## begin

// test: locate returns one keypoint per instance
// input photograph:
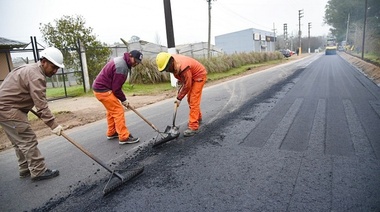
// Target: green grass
(369, 56)
(240, 70)
(150, 89)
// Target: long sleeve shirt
(189, 70)
(113, 76)
(23, 89)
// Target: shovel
(171, 131)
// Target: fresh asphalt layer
(303, 136)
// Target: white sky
(115, 19)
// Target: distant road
(303, 136)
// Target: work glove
(178, 102)
(58, 130)
(125, 103)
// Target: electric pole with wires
(209, 29)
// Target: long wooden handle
(143, 118)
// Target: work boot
(130, 140)
(115, 135)
(46, 175)
(24, 174)
(189, 132)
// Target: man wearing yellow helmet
(192, 76)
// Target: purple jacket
(113, 76)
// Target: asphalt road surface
(304, 136)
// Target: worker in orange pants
(107, 88)
(192, 76)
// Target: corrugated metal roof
(10, 44)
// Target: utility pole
(300, 15)
(348, 24)
(274, 34)
(308, 31)
(170, 35)
(286, 35)
(209, 29)
(365, 22)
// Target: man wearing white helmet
(22, 89)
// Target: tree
(336, 15)
(65, 33)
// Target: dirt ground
(73, 112)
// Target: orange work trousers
(115, 114)
(194, 99)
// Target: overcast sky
(115, 19)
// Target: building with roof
(248, 40)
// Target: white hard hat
(53, 55)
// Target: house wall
(248, 40)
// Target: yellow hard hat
(162, 60)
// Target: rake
(111, 185)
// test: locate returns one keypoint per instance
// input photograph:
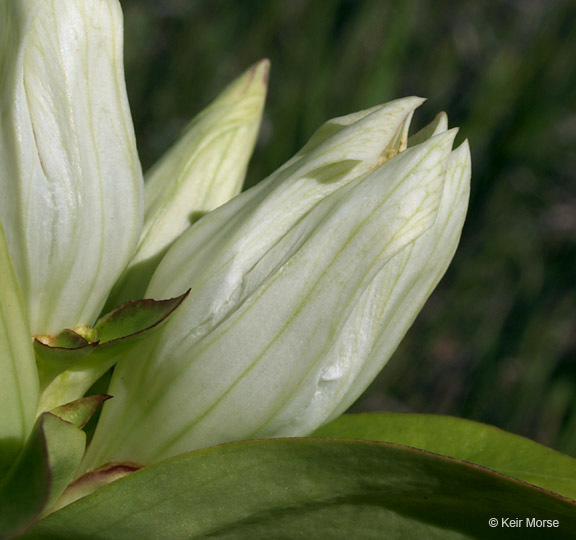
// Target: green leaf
(42, 471)
(18, 375)
(308, 488)
(79, 412)
(67, 373)
(135, 317)
(466, 440)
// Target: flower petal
(69, 172)
(292, 304)
(204, 169)
(18, 375)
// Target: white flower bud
(69, 173)
(301, 289)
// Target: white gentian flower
(299, 288)
(70, 178)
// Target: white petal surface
(290, 308)
(18, 375)
(69, 173)
(204, 169)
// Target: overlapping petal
(204, 169)
(284, 316)
(69, 173)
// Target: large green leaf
(466, 440)
(41, 473)
(309, 489)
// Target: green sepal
(78, 412)
(135, 317)
(41, 473)
(308, 488)
(477, 443)
(67, 373)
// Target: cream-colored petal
(69, 173)
(18, 374)
(277, 337)
(204, 169)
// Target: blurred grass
(497, 340)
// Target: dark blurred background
(497, 340)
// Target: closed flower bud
(300, 290)
(70, 177)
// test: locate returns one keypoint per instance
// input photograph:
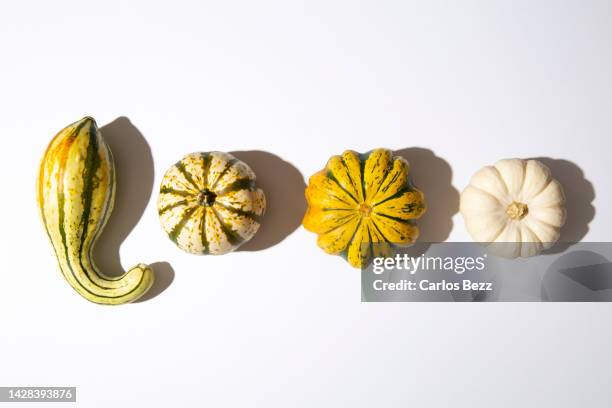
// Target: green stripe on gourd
(75, 192)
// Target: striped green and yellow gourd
(76, 193)
(209, 204)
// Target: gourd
(362, 206)
(76, 193)
(515, 207)
(209, 203)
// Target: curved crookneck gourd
(363, 205)
(209, 203)
(76, 193)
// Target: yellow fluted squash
(76, 193)
(363, 205)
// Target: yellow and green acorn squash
(363, 205)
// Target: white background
(472, 82)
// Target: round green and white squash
(209, 203)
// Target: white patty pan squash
(515, 204)
(209, 204)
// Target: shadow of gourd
(433, 176)
(579, 196)
(134, 175)
(283, 186)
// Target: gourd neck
(517, 211)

## end

Rewrite as a JSON list of strings every line from the one containing "green acorn squash" through the final line of the data, with one string per line and any blank lines left out.

> [Task response]:
[
  "// Target: yellow and green acorn squash",
  "(363, 205)",
  "// Target: white background",
  "(472, 82)",
  "// Target: round green and white squash",
  "(209, 203)",
  "// Target: white patty pan squash",
  "(515, 204)",
  "(209, 204)",
  "// Target: shadow of gourd",
  "(433, 176)",
  "(579, 196)",
  "(134, 175)",
  "(283, 186)",
  "// Target: gourd neck",
  "(517, 211)"
]